» EXERCISE REQUIREMENTS:
Whatever appears in the entries must be given again exactly.

» Referring expression pointing data:
++++++++

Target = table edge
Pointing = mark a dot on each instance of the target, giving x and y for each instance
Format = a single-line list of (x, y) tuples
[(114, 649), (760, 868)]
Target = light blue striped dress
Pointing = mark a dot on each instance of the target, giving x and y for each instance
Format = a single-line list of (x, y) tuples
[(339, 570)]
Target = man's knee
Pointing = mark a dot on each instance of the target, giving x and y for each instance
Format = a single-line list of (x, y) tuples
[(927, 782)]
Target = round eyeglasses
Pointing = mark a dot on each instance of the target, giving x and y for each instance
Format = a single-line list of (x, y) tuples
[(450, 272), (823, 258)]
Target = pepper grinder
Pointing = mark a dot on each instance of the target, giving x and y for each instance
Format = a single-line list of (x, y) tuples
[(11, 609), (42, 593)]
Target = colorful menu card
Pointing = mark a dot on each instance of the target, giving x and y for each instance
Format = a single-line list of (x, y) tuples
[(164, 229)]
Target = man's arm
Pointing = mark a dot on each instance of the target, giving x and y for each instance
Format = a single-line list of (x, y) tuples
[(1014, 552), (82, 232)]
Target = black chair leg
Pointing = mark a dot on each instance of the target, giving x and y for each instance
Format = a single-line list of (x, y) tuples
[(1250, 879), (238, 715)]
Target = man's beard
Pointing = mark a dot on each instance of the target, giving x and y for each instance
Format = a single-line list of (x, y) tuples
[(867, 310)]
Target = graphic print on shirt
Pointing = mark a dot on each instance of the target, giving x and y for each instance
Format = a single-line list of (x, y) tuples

++++++++

» TASK ANSWER:
Target = table edge
Pointing = mark a dot on each instance of the target, giving x and y for each instance
Format = a single-line list of (x, y) tuples
[(114, 649), (760, 868)]
Target = light blue striped dress
Pointing = mark a dot on each instance of the target, giving x and y for each instance
Format = a single-line list of (x, y) tuples
[(339, 570)]
Target = man's knee
Pointing = mark a dot on each instance of the target, giving x and y for each instance
Format = a single-line list of (x, y) tuples
[(927, 782)]
Target = round eyeglasses
Pointing = mark a dot on each instance of the target, giving x and y for each instance
Format = a single-line list of (x, y) tuples
[(450, 272), (823, 258)]
Target = pepper grinder
Pointing = mark a dot on each instance of the target, giving x and y for each instance
Format = a single-line list of (x, y) tuples
[(11, 609), (42, 593)]
Target = colorful menu card
Pointing = mark a dot on each instance of the target, giving x and y for each instance
Format = a single-line list of (x, y) tuples
[(164, 229)]
Target = man's arm
Pointing = mark a dot on each instance of the target, giving x and y for each instance
Format = a single-line list of (x, y) tuples
[(1014, 552), (82, 232)]
Target = black chair leg
Pointing = mark a dot on each instance of the target, giving x and y for each instance
Format = a single-line list of (x, y) tuples
[(1250, 879), (238, 715)]
Target = man's beard
Pointing = mark a dot on each instance of the target, giving x and y for each instance
Format = a single-line list of (x, y) tuples
[(867, 310)]
Target = graphic print on shirt
Pointing = mark a dot on each instance of the target, giving x and y for each instance
Format = a single-line list of (x, y) tuples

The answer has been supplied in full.